**Brief:** Return the passage of the Clinton Foundation column from "Clinton violated an" to "deal to them.", copied word for word.

**Excerpted text:**
:::

The Leader
Opinion

Conservative Corner: The shady history behind the Clinton Foundation

CONNOR HOFFMAN

News Editor

 

The Clinton Foundation has been in the national headlines lately, and for good reason: this foundation reeks of corruption. The Foundation may have recently just announced that it would not accept foreign donations if Hillary Clinton is elected president, according to CNN, but it’s very doubtful the Foundation will seriously do that. Even if it does, the real damage may have already been done.

In 1997, the Clinton Foundation was formed to fundraise money for the construction of the Clinton Presidential Library in Little Rock, Arkansas. Then, starting in the early 2000s, the Clinton Foundation started doing charity work to stop the spread of HIV in Africa, according to the Washington Post. Although the Foundation does do some great charity work, don’t be fooled. This foundation is among the biggest pay-for-play scams in American politics right now.

This foundation has raised $2 billion since 2001, and along the way it has definitely made some shady and corrupt deals. According to The Federalist, the Clinton State Department in 2011 approved a total of $165 billion commercial arms sales to 20 countries that donated to the Clinton Foundation that year. In fact, Saudi Arabia donated at least $10 million to the Foundation in 2011, and the State Department cleared them for a $29 billion arms sale.

Clinton violated an ethics agreement she made with the Obama administration in 2008 that said she wouldn’t accept new foreign donors during her time as secretary of state.The most noticeable case was when the Foundation accepted a $500,000 donation from the Algerian government in 2010.

           Clinton continued these kinds of deals throughout her time as secretary of state. Perhaps the most worrisome and corrupt deal was made in 2013, when Secretary Clinton agreed to the sale of 20 percent of our uranium supply to Uranium One, a uranium company owned by Russia. The Russian energy company Rosatom had taken over control of the majority of Uranium One, a company centered in Canada. According to The New York Times, Uranium One made four donations totaling $2.35 million right before Clinton decided to approve the uranium deal to them.

Also, recent emails have been released from the Clinton Foundation, and they show us that Clinton sold out access to herself.

:::

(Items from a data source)
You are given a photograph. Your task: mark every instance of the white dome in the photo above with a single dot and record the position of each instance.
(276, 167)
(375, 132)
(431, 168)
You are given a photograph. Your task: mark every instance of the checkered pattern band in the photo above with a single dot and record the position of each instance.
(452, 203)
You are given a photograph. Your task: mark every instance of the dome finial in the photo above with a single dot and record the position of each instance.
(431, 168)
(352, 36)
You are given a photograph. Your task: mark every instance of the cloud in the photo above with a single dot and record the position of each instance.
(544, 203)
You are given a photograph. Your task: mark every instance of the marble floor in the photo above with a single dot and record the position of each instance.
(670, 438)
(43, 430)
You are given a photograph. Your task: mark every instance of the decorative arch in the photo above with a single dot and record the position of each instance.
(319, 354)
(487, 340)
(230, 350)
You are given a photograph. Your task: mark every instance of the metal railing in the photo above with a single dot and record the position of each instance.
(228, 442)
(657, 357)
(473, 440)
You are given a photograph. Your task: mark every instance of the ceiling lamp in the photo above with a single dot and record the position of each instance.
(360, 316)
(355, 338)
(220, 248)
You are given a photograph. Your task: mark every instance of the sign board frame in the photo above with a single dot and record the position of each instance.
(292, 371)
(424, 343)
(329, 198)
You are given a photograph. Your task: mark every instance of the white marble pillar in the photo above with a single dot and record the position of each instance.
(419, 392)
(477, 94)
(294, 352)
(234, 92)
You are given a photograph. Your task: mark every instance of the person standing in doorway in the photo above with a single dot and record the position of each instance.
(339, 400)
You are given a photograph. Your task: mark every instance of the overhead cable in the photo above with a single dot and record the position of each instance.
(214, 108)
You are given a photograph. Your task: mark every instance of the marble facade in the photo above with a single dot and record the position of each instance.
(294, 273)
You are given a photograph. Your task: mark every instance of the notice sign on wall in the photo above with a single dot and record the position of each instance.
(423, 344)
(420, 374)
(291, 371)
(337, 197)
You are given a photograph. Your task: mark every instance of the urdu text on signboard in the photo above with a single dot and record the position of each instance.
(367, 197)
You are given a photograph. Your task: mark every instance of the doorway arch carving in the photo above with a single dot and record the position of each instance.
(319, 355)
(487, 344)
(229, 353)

:::

**Completed task:**
Clinton violated an ethics agreement she made with the Obama administration in 2008 that said she wouldn’t accept new foreign donors during her time as secretary of state.The most noticeable case was when the Foundation accepted a $500,000 donation from the Algerian government in 2010.

           Clinton continued these kinds of deals throughout her time as secretary of state. Perhaps the most worrisome and corrupt deal was made in 2013, when Secretary Clinton agreed to the sale of 20 percent of our uranium supply to Uranium One, a uranium company owned by Russia. The Russian energy company Rosatom had taken over control of the majority of Uranium One, a company centered in Canada. According to The New York Times, Uranium One made four donations totaling $2.35 million right before Clinton decided to approve the uranium deal to them.